- [What needs to be done]:
Count the lines in the data below that contain the string "armrest", with case taken into account. Reply with the number alone.

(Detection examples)

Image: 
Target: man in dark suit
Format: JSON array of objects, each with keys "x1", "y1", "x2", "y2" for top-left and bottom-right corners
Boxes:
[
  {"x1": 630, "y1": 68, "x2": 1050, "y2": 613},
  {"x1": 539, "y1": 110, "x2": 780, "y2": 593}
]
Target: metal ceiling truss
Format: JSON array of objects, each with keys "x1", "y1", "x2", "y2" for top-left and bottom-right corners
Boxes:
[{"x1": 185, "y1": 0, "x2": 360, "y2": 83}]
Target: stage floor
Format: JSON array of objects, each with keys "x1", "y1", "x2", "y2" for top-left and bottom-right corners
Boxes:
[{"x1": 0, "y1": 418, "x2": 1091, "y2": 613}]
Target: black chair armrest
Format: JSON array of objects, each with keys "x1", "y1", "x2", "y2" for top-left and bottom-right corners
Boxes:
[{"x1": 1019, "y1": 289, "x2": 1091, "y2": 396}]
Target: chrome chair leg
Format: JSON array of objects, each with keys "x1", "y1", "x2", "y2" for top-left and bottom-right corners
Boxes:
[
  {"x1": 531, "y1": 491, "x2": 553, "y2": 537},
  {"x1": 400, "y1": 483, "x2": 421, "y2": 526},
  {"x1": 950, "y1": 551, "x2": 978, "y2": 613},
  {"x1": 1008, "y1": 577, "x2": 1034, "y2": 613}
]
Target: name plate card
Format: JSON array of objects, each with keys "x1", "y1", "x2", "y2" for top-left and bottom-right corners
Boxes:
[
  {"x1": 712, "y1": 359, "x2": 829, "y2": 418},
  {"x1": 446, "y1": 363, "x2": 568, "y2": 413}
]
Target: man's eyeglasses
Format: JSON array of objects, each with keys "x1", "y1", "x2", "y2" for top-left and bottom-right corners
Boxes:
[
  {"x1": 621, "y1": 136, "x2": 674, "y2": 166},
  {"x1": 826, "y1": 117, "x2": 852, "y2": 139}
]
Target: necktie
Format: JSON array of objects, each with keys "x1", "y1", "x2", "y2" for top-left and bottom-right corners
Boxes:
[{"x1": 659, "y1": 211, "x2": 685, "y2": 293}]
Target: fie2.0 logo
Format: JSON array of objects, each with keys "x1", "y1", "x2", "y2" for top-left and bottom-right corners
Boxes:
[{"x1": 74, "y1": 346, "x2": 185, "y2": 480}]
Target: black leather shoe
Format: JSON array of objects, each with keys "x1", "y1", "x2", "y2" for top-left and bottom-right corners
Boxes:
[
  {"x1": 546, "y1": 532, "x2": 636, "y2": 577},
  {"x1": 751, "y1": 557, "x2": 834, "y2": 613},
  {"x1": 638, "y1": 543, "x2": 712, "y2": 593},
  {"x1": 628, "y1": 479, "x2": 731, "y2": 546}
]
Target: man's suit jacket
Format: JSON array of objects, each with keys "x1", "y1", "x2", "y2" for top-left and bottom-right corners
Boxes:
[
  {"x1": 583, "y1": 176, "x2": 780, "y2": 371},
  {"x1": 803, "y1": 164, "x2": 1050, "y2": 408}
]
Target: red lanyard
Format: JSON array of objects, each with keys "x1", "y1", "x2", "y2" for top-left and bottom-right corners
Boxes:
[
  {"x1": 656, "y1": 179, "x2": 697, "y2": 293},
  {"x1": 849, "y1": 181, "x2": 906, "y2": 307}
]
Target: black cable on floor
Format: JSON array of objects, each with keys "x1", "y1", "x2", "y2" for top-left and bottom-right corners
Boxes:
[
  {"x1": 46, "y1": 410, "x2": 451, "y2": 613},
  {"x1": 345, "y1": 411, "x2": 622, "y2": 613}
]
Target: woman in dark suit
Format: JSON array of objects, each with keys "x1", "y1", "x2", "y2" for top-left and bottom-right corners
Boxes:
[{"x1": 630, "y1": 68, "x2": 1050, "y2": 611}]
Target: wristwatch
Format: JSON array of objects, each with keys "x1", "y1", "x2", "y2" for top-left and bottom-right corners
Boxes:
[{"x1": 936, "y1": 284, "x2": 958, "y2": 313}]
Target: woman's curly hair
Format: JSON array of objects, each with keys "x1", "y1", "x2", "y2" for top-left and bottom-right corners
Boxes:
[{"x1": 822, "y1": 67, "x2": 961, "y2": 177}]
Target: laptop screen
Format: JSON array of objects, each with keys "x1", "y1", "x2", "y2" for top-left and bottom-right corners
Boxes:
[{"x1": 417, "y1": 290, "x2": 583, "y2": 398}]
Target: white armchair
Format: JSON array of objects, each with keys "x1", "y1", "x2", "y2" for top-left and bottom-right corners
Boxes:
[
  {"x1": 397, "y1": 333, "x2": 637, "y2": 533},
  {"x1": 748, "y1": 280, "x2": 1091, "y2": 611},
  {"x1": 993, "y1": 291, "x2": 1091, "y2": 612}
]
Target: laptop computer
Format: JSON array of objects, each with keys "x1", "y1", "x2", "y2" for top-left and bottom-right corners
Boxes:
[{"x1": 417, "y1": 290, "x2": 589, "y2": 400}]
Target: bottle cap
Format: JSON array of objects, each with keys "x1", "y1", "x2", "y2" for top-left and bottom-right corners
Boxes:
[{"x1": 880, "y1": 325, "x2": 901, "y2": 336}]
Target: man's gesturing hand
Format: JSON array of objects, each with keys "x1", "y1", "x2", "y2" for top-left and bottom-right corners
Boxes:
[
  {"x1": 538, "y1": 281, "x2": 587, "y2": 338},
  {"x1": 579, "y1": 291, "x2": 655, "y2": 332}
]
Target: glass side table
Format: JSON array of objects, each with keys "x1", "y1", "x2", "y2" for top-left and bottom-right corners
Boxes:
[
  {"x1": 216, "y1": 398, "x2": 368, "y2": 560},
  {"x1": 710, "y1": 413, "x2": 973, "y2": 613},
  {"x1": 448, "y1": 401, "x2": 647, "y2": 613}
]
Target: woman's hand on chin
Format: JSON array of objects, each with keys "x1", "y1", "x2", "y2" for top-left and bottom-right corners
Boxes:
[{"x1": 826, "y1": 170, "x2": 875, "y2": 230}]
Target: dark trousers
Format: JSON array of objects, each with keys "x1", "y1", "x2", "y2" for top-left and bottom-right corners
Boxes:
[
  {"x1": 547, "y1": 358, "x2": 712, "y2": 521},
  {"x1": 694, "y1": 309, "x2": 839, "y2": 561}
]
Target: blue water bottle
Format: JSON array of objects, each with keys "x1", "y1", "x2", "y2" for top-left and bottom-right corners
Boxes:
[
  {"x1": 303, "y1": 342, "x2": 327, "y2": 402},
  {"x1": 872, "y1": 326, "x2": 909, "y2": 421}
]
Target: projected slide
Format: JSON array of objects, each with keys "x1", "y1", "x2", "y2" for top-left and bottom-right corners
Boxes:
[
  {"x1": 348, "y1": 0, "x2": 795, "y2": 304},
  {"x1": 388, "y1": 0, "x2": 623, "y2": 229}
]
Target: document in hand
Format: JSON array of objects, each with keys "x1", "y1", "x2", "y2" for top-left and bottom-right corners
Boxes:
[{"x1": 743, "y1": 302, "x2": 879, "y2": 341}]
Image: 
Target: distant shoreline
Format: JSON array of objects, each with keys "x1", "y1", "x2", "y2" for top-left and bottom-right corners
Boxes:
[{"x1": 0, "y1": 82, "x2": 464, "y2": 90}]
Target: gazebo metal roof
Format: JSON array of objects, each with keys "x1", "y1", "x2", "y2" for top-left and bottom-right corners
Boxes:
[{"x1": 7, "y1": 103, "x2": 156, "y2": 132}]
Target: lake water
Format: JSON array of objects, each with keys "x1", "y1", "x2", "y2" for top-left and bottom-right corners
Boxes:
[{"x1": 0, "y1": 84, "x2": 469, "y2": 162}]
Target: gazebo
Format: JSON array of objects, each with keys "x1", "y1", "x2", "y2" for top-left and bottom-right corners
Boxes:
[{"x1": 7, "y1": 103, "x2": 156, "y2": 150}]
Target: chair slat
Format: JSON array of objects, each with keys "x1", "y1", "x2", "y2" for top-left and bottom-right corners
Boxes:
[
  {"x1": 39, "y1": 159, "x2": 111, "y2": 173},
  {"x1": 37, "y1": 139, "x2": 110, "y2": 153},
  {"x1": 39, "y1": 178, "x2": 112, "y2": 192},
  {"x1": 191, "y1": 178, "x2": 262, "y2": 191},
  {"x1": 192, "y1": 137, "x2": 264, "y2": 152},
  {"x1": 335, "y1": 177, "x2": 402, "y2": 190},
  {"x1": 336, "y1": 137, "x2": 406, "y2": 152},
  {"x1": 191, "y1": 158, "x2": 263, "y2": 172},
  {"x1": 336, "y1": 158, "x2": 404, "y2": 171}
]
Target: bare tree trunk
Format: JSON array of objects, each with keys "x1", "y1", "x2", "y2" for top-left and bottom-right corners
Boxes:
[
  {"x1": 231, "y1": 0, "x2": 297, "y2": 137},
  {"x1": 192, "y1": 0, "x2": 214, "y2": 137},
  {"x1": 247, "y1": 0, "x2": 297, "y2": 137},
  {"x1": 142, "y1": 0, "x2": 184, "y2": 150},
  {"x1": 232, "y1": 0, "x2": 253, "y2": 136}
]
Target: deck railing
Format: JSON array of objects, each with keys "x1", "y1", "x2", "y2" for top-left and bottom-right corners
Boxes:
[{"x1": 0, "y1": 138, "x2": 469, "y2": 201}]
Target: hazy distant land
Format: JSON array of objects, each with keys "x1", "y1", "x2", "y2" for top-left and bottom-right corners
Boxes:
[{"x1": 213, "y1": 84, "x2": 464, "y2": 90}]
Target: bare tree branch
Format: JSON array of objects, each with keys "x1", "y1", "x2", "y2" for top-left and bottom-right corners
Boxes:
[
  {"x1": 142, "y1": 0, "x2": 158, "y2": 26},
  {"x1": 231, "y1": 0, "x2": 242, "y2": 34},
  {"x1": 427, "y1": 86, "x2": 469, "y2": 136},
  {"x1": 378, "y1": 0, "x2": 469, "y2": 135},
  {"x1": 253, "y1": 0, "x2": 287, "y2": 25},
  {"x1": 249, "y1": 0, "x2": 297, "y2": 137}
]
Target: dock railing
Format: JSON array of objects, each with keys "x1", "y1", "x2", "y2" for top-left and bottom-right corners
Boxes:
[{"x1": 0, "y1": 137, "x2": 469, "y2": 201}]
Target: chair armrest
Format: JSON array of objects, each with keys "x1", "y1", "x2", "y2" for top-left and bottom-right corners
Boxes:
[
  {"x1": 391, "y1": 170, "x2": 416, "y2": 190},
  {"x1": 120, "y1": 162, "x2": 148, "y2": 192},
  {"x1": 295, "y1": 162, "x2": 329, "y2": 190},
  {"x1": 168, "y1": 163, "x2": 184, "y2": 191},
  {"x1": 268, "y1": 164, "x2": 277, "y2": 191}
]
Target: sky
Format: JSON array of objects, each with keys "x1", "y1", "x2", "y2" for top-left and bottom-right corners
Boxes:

- [Answer to this problem]:
2